(Point localization data)
● ● ●

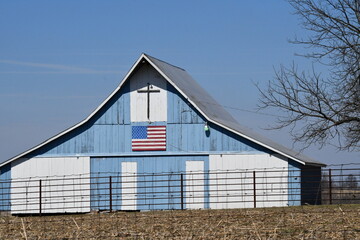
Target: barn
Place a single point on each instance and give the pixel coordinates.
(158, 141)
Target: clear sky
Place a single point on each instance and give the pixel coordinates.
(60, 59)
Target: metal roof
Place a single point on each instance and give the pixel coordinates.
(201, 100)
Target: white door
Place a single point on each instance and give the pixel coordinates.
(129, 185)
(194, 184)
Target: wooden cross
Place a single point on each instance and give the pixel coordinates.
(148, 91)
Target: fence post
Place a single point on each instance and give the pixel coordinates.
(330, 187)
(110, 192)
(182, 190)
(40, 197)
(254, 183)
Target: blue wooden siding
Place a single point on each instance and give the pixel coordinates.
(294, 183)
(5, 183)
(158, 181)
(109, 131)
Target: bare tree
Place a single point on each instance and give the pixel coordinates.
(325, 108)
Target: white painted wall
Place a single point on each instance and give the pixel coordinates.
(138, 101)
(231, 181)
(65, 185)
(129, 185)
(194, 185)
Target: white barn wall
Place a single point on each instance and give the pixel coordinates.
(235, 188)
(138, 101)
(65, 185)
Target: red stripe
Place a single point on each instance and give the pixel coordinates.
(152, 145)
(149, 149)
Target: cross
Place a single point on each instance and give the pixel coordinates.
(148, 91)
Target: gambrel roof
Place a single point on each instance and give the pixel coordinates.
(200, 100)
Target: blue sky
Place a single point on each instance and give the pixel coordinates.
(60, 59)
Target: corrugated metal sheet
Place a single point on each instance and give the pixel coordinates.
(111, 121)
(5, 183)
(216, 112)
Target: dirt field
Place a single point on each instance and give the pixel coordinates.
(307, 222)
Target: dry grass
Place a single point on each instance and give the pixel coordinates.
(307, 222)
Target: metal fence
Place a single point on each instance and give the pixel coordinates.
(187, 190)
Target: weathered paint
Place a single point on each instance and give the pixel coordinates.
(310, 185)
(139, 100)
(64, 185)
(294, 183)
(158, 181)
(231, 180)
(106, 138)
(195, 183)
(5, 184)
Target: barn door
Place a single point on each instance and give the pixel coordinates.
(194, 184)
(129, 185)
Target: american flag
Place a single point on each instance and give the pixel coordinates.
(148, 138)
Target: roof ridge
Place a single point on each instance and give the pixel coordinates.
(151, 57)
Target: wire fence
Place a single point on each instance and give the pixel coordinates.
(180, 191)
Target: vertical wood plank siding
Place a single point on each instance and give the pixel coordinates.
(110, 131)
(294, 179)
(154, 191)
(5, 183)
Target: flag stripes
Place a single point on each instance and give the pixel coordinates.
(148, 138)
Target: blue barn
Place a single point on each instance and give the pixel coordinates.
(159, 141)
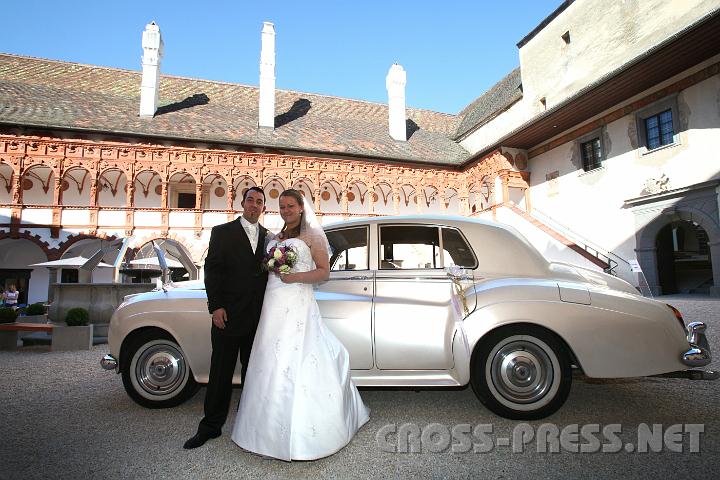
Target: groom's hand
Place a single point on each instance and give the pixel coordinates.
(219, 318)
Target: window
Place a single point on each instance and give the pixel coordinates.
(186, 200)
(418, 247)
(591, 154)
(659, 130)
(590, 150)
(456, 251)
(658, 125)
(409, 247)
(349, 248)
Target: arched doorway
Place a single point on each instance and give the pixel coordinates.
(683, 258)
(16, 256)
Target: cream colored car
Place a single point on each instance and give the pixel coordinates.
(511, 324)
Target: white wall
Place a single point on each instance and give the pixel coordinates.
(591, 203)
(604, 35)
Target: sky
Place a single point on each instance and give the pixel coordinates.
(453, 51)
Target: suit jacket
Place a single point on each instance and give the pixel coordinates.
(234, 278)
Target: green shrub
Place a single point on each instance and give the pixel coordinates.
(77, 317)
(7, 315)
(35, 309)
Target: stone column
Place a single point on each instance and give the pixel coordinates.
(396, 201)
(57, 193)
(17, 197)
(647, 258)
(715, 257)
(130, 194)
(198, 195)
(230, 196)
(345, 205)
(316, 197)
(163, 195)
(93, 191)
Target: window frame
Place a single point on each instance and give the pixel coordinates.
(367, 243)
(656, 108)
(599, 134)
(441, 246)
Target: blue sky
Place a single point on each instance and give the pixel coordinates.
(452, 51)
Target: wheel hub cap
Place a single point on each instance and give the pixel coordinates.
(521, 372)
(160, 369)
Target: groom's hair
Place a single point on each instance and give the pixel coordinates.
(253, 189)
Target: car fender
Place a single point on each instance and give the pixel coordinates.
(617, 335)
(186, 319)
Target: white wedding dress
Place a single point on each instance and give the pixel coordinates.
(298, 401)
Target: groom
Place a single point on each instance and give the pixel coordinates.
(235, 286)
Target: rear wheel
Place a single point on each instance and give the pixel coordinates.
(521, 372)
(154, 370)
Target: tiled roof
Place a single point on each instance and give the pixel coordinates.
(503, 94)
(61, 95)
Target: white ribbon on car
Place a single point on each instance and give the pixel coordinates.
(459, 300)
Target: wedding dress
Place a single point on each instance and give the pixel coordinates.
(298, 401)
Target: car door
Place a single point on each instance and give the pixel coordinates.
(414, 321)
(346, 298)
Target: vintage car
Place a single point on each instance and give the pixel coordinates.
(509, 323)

● ● ●

§ Task objective:
All that is wanted is an exact copy of the lines above from the one with "Target: wheel hub cap" through the one with "Target: white wedding dress", with both ends included.

§ Task result:
Target: wheel hub cap
Place a single point on each instance and give the pixel coordinates.
(521, 372)
(160, 369)
Target: groom's hair
Place a single point on each instance and give the pixel coordinates.
(253, 189)
Target: car fender
Place a single point on each instance and give the pixel coordinates.
(617, 335)
(186, 319)
Target: white wedding dress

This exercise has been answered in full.